Exercise goal: Reproduce, with no changes, the line where "Objective — one point per instance of the baseboard" appears and every subsequent line of the listing, the last one included.

----- Input for this task -----

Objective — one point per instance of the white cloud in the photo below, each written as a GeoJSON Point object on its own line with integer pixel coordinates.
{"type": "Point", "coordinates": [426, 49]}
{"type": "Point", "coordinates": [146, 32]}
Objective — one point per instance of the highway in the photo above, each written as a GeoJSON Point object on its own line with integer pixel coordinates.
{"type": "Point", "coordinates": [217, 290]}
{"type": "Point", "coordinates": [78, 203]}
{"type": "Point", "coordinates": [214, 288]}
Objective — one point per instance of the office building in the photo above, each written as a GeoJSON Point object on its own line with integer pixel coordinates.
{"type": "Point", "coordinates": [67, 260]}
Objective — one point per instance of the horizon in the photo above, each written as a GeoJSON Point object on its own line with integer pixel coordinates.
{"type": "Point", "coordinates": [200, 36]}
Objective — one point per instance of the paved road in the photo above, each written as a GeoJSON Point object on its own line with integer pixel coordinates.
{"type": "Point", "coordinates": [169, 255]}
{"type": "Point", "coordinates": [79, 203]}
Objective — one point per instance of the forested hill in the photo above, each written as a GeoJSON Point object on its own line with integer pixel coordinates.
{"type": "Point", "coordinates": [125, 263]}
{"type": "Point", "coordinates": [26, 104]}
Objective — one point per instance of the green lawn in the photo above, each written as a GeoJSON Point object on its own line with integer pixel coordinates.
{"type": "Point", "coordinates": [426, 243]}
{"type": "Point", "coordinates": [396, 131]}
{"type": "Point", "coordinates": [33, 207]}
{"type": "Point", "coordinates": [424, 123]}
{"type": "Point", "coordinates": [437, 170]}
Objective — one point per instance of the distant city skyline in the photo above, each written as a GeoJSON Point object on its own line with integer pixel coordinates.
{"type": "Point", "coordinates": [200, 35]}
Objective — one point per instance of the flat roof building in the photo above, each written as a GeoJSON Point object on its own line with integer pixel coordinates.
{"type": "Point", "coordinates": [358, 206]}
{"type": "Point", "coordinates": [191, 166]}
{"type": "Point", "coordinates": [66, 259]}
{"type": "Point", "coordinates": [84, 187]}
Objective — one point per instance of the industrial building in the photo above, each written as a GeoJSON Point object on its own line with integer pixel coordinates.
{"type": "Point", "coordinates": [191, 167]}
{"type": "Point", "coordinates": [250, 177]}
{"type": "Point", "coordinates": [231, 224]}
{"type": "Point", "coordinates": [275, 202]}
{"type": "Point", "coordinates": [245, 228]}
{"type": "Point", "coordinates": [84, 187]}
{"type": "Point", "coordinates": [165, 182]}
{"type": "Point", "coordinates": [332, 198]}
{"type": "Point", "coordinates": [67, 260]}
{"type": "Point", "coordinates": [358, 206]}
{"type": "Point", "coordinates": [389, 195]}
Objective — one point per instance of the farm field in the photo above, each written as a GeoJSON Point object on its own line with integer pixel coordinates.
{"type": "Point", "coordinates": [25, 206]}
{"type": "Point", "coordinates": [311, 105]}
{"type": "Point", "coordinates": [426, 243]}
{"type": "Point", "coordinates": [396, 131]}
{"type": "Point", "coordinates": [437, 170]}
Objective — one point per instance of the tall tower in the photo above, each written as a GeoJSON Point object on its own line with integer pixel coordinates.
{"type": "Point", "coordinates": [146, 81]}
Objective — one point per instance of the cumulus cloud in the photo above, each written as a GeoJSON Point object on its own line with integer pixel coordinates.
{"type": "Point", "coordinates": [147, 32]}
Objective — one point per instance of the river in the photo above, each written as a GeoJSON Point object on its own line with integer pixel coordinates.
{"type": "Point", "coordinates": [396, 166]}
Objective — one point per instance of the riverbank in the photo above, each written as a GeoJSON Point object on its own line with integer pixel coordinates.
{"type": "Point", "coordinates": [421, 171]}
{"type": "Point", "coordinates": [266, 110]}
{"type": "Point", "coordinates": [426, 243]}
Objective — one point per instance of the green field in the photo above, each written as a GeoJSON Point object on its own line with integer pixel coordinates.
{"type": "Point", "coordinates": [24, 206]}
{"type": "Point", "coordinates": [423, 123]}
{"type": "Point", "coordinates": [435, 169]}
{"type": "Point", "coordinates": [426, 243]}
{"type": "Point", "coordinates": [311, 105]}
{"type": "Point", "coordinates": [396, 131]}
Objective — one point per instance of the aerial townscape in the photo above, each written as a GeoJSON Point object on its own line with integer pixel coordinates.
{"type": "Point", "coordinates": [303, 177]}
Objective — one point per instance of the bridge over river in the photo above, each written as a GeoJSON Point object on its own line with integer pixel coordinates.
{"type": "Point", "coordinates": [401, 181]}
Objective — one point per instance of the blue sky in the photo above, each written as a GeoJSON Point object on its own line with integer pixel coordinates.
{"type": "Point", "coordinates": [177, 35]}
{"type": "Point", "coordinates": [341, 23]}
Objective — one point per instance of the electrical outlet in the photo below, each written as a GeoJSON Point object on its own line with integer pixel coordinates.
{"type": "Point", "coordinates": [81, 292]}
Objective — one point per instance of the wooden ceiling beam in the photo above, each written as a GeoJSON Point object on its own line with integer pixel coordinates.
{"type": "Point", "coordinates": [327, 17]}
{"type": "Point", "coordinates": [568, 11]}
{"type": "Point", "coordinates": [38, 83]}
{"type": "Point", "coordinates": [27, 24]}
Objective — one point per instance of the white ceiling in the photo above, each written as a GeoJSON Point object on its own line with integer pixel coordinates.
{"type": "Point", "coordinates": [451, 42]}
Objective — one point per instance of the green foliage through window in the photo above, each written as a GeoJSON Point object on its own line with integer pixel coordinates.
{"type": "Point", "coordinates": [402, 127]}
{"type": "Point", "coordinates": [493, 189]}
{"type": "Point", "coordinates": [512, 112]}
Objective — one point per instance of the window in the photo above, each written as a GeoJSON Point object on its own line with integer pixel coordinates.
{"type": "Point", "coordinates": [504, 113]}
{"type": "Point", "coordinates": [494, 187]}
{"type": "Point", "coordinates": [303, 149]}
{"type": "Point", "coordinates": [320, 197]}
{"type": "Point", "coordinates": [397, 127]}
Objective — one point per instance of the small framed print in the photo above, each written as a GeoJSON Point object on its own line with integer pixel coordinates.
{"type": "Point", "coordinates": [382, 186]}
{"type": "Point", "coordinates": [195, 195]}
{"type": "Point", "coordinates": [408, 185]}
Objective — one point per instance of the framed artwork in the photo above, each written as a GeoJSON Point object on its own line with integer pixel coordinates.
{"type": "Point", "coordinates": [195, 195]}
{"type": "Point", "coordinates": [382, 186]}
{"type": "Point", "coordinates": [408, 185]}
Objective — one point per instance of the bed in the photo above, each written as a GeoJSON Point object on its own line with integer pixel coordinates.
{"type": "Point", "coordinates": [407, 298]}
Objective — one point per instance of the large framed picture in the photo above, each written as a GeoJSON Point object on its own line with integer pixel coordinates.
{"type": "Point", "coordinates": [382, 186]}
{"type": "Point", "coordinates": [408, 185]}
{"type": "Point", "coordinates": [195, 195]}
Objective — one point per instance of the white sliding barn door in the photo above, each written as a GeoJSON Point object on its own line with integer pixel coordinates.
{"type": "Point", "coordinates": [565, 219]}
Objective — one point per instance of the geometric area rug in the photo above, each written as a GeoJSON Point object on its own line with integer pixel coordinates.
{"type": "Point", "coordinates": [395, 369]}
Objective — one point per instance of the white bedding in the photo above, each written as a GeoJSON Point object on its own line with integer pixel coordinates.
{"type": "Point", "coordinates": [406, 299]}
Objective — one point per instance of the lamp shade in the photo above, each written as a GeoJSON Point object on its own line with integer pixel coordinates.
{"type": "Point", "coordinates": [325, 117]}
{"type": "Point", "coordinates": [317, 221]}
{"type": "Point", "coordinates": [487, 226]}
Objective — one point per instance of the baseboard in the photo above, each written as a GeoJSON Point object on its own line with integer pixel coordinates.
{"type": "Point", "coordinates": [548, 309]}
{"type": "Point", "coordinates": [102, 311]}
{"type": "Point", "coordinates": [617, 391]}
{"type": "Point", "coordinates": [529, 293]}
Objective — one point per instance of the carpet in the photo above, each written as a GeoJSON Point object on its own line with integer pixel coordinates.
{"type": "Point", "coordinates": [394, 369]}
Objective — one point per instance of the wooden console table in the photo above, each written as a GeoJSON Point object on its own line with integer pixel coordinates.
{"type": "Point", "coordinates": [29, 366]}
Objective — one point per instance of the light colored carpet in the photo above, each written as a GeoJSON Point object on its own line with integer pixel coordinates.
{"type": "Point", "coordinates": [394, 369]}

-----

Task output:
Objective — one point per instance of the baseboard in the photo above, each written as a GeoJSON Point object on its own line with integer pixel coordinates.
{"type": "Point", "coordinates": [548, 309]}
{"type": "Point", "coordinates": [102, 311]}
{"type": "Point", "coordinates": [617, 391]}
{"type": "Point", "coordinates": [529, 293]}
Objective — one point per instance of the carpet in the photo above, each written as a GeoJSON Point object on its own line with integer pixel coordinates.
{"type": "Point", "coordinates": [394, 369]}
Objective — one point per instance of the wooden console table in the photo above, each written as a GeoJSON Point object on its own line with integer pixel coordinates.
{"type": "Point", "coordinates": [29, 366]}
Objective — one point per instance of the light colored carpet in the photo above, each written as a GeoJSON Point object on its own line with integer pixel coordinates.
{"type": "Point", "coordinates": [394, 369]}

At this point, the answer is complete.